---------- Extrait du texte ----------

1. Règles et système social

1.1. La règle

Les règles ne sont pas données une fois pour toutes et elles ne sont pas immuables. Elles sont le produit de l’activité humaine. Selon Emile Durkeim,82 ce qui prouve sa réalité, c’est la contrainte qu’elle exerce sur l’individu. Toutefois, la réalité sociale n’est pas simplement la présence de règles et l’existence d’une contrainte dont les termes sont fixés une fois pour toutes. Il faut plutôt analyser la manière dont se créent, se transforment ou se suppriment les règles, c’est-à-dire les processus de régulation. En effet, selon qu’elles soient imposées ou construites par les individus eux-mêmes, les règles n’auront pas le même effet.

Nous ferons le parallèle entre les règles qui sont le mode d’équilibration du groupe et les opérations qui sont le mode d’équilibration et de régulation de la pensée.

Une règle est un principe organisateur. Elle peut prendre la forme d’une injonction, ou d’une interdiction visant à déterminer strictement un comportement. Elle peut être aussi un guide d’action, un étalon qui permet de porter un jugement, un modèle qui oriente l’action83. Elle introduit dans l’univers symbolique des significations, des partitions, des liaisons. La norme juridique, par exemple, permet la qualification d’un acte et lui attache certaines conséquences.

Pour aller plus loin, il faut distinguer l’énoncé d’une règle et ses conséquences sociales effectives. Au sens employé par J-D Reynaud, «‘les règles ne sont rien d’autre que leur capacité réelle à régler des interactions ’».84

Il est juste d’opposer règle et décision en montrant que la première est permanente, hypothétique, abstraite (et que la seconde a des caractéristiques contraires), mais il est difficile de traiter des règles comme si elles étaient une catégorie particulière de propositions. L’énoncé explicite d’une règle et particulièrement son énoncé juridique (dans une loi, un règlement, des statuts, un contrat) en fait bien une proposition à part, surtout si l’on suit la procédure judiciaire: le tribunal applique la loi à une espèce. Les règles ont des auteurs et ont des destinataires. Elles sont liées à un projet d’action commune.

---------- Données enregistrées ----------

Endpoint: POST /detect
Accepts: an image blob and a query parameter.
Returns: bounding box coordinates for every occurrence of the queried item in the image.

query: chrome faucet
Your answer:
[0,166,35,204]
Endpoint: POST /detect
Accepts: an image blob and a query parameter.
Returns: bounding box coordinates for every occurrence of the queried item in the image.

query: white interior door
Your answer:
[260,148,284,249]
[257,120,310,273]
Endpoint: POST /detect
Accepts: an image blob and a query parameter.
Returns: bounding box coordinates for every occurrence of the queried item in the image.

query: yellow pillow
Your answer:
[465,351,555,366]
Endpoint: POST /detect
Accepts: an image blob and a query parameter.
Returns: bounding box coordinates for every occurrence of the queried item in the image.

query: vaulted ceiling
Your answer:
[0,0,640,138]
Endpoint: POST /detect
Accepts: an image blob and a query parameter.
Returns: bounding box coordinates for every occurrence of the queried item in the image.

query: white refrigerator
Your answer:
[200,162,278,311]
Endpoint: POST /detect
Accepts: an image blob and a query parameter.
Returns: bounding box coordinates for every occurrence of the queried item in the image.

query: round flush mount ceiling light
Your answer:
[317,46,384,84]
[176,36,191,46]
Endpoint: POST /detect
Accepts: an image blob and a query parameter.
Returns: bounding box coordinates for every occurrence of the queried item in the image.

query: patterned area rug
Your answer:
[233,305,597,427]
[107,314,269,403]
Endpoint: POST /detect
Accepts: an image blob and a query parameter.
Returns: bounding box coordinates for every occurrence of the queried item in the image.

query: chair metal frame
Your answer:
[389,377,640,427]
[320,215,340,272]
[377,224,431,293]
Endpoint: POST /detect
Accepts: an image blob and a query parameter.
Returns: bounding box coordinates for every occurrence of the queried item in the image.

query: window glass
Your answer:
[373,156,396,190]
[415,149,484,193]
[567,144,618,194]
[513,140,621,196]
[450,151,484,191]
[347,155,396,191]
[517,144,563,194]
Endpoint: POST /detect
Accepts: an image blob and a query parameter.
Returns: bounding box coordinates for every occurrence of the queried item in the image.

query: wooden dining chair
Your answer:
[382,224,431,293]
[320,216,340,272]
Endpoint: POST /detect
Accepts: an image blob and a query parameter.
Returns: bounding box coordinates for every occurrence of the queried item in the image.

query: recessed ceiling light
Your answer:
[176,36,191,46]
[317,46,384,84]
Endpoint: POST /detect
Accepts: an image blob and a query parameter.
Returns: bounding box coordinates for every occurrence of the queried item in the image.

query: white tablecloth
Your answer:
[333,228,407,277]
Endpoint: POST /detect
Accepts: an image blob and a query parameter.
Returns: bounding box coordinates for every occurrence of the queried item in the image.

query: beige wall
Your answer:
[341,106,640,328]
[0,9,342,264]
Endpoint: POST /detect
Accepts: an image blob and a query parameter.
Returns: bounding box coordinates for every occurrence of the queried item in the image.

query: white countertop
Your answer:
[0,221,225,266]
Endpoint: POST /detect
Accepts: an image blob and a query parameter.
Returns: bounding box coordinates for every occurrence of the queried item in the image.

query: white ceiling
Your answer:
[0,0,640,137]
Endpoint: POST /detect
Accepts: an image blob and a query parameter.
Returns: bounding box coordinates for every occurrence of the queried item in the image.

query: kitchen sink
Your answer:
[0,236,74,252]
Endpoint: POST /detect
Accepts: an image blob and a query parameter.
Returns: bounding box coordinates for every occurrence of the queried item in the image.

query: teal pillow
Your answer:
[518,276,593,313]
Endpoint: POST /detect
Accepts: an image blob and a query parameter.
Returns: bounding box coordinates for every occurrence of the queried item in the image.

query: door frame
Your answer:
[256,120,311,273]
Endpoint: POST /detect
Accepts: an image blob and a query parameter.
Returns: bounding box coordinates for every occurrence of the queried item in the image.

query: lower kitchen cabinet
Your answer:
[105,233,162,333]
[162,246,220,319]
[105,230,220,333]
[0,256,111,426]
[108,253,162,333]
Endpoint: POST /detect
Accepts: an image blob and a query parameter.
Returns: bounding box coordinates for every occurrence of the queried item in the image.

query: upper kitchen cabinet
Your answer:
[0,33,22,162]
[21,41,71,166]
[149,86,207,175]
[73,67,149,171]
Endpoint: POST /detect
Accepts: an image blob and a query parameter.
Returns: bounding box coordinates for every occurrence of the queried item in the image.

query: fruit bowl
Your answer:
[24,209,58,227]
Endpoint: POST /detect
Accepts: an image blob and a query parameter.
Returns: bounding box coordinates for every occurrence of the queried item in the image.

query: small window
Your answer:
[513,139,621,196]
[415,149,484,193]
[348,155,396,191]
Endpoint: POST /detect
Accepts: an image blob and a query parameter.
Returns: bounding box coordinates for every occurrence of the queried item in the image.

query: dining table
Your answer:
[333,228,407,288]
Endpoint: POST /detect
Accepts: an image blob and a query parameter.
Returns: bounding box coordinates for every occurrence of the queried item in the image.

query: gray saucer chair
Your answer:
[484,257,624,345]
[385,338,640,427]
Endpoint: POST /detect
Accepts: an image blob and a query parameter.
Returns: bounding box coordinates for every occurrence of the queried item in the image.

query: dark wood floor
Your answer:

----------

* [Consignes de l'exercice]
a: Réécrivez le passage du texte sur les règles qui commence par "1. Règles et" et se poursuit jusqu'à "de la pensée.", en remplaçant "contrainte" par "pression".
b: Combien de lignes des données contiennent la chaîne "dining" ? Indiquez seulement ce nombre.

* [Réponses aux consignes]
a:
1. Règles et système social

1.1. La règle

Les règles ne sont pas données une fois pour toutes et elles ne sont pas immuables. Elles sont le produit de l’activité humaine. Selon Emile Durkeim,82 ce qui prouve sa réalité, c’est la pression qu’elle exerce sur l’individu. Toutefois, la réalité sociale n’est pas simplement la présence de règles et l’existence d’une pression dont les termes sont fixés une fois pour toutes. Il faut plutôt analyser la manière dont se créent, se transforment ou se suppriment les règles, c’est-à-dire les processus de régulation. En effet, selon qu’elles soient imposées ou construites par les individus eux-mêmes, les règles n’auront pas le même effet.

Nous ferons le parallèle entre les règles qui sont le mode d’équilibration du groupe et les opérations qui sont le mode d’équilibration et de régulation de la pensée.

b: 2